[Records]
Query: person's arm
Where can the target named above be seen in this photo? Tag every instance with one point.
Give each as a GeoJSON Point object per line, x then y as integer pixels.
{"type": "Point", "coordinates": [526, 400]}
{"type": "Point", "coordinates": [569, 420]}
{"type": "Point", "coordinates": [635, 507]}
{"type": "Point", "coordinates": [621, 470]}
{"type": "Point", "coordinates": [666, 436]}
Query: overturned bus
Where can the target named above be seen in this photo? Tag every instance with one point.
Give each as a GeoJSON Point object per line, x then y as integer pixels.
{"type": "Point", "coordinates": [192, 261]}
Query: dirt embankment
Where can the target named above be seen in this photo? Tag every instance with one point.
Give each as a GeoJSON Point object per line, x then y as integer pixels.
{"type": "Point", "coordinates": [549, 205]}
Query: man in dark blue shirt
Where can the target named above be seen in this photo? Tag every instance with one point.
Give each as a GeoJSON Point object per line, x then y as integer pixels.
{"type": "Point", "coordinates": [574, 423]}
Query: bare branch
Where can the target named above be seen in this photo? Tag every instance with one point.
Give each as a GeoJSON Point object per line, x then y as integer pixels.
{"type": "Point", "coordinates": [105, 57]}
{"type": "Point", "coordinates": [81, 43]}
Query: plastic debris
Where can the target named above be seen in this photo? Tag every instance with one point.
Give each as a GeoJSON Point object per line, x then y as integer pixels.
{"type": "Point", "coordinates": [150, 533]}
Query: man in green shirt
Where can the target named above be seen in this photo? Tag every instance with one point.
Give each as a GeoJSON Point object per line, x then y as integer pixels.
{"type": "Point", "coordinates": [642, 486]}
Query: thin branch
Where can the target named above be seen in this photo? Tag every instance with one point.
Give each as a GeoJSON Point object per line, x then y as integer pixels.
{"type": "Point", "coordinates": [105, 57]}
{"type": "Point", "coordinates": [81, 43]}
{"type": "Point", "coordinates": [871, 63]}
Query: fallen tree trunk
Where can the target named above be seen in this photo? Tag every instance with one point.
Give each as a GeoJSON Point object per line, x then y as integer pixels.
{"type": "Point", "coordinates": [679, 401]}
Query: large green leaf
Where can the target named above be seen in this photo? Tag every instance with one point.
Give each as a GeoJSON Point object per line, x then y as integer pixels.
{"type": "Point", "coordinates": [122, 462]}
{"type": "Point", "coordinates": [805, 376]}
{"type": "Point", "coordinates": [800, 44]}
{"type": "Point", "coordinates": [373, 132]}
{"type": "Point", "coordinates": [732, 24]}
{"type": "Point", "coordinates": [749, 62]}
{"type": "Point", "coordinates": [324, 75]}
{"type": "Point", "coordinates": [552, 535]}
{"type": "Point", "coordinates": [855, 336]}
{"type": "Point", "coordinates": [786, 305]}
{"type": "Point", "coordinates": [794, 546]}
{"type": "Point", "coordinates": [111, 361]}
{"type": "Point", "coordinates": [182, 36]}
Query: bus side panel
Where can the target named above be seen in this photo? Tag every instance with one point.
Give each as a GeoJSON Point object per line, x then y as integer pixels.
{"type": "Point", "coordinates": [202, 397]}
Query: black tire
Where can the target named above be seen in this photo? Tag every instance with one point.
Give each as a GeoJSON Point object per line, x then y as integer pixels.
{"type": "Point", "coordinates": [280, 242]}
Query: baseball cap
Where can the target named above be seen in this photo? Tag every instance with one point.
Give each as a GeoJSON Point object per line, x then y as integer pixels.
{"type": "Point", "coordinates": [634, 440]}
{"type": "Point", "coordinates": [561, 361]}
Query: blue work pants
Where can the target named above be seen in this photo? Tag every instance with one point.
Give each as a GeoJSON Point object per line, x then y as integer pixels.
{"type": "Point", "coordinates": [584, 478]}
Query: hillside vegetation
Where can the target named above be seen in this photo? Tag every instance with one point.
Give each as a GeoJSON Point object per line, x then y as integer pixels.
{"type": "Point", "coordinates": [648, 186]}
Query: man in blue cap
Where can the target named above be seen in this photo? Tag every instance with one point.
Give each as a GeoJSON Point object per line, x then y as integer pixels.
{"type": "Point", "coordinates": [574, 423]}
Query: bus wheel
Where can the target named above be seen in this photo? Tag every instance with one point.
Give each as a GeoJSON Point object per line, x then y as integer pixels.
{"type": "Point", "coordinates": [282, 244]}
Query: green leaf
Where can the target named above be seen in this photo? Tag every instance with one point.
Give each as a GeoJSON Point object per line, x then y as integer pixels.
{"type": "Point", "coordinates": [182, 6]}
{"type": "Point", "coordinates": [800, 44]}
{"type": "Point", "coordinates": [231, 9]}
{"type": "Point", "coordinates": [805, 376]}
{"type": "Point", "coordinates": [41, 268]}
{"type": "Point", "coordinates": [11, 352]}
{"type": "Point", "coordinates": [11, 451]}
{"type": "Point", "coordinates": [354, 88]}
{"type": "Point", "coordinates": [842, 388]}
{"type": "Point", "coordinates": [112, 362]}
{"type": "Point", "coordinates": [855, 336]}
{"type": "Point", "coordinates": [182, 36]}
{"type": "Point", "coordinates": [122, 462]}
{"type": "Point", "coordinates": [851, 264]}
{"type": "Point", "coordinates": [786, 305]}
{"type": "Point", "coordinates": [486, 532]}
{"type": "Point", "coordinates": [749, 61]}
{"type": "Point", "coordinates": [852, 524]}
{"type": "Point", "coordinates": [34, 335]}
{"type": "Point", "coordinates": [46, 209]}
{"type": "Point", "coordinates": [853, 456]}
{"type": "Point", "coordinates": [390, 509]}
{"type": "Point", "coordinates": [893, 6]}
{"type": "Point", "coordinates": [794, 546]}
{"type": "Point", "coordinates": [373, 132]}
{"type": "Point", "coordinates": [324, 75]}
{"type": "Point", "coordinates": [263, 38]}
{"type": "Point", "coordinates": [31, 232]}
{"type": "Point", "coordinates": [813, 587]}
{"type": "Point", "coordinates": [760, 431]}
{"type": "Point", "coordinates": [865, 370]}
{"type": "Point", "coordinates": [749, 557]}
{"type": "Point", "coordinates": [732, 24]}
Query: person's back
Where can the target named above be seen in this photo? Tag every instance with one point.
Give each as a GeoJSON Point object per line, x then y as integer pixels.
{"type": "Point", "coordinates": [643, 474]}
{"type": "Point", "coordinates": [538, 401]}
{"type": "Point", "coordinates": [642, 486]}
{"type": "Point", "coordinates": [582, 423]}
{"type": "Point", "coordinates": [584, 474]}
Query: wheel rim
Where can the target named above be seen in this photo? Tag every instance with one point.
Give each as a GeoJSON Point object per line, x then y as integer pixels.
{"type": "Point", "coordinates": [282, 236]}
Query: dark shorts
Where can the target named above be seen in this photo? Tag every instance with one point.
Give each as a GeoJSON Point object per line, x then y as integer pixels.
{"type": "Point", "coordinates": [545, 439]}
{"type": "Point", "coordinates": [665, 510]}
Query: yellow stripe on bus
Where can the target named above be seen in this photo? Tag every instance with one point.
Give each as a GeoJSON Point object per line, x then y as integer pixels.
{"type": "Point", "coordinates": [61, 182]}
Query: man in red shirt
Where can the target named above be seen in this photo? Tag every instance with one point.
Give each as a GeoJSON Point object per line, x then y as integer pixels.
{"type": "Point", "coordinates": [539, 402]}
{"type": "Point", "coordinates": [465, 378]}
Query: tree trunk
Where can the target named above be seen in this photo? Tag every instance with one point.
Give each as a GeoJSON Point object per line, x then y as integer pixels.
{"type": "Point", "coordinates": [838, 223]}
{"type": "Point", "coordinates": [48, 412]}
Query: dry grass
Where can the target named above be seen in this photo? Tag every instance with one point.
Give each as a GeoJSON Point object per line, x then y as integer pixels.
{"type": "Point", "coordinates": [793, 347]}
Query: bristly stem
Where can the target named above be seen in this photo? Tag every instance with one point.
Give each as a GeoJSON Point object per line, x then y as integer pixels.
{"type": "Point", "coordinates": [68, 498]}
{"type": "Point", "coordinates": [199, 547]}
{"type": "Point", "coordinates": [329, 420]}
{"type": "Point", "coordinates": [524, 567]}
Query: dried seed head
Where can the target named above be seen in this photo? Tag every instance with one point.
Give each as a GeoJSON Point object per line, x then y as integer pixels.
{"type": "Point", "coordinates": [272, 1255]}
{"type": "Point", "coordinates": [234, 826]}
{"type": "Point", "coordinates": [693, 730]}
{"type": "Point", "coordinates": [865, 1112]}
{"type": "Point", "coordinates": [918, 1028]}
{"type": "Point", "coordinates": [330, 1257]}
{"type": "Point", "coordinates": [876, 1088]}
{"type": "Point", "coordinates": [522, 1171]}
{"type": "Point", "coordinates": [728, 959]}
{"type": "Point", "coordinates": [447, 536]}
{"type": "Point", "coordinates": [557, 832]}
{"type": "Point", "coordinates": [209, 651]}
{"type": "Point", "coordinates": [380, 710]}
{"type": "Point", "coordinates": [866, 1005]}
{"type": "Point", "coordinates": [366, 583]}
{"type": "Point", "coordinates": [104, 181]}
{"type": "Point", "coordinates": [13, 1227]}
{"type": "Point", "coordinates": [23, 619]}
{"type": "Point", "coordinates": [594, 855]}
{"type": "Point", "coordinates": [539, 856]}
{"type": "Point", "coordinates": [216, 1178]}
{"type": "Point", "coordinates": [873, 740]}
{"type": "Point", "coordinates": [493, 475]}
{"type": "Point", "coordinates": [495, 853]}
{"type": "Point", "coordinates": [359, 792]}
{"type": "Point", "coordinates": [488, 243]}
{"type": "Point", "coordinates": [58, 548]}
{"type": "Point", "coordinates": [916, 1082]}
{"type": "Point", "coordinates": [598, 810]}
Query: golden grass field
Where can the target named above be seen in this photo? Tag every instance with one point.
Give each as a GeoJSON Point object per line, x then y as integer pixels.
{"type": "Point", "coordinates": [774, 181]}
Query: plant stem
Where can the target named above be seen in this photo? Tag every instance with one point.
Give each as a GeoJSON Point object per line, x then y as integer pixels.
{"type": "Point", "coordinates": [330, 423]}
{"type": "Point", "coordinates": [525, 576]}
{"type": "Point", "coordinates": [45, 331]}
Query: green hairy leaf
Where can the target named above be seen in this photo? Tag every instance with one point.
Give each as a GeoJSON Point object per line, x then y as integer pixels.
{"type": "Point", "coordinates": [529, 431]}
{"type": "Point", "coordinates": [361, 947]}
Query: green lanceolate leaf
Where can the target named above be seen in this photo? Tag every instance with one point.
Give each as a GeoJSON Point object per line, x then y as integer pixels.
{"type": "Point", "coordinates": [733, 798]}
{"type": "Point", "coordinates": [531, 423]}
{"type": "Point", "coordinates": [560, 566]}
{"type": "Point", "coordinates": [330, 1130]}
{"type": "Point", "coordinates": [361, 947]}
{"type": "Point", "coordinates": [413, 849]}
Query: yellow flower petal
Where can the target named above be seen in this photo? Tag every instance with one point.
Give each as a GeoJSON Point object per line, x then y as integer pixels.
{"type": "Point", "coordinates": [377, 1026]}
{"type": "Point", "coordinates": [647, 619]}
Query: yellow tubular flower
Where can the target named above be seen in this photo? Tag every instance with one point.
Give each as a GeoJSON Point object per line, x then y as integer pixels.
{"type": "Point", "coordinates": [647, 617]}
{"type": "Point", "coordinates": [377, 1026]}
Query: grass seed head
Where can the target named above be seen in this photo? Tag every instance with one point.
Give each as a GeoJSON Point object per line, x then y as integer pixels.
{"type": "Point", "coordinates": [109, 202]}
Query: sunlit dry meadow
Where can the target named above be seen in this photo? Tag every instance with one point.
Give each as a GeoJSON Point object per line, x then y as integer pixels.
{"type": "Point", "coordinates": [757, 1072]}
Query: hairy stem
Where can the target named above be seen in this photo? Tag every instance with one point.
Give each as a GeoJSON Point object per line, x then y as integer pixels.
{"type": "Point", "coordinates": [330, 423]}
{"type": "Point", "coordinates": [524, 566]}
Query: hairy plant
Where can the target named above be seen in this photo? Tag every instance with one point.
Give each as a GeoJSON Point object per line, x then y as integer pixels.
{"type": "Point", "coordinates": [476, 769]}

- Your instructions: Format the lines of the entries as a numbered list, starting at the line that contains "Query: grass seed head" and ending at the last line of the entries, with both ends included and any blank lines omitted.

- In response:
1. Query: grass seed head
2. Where can the target named above be seen in this photo? Tag every instance with one point.
3. Give each as a GeoJSON Point object per line, x then y as integer pixels.
4. {"type": "Point", "coordinates": [109, 202]}
5. Query: sunlit dry meadow
6. Where can the target named above be seen in this photo? Tag every instance with one point.
7. Give each as a GeoJSON Point object per line, x then y as integer pixels.
8. {"type": "Point", "coordinates": [757, 1072]}
9. Query: hairy stem
10. Where can the target named above be seen in this photo? Tag every instance with one point.
11. Give each as a GeoJSON Point object per line, x then y as integer pixels.
12. {"type": "Point", "coordinates": [330, 423]}
13. {"type": "Point", "coordinates": [524, 566]}
14. Query: hairy plant
15. Where can the target named above be seen in this photo? Tag every instance with one point.
16. Give each as a GeoJSON Point object per line, x then y as integer pixels.
17. {"type": "Point", "coordinates": [476, 769]}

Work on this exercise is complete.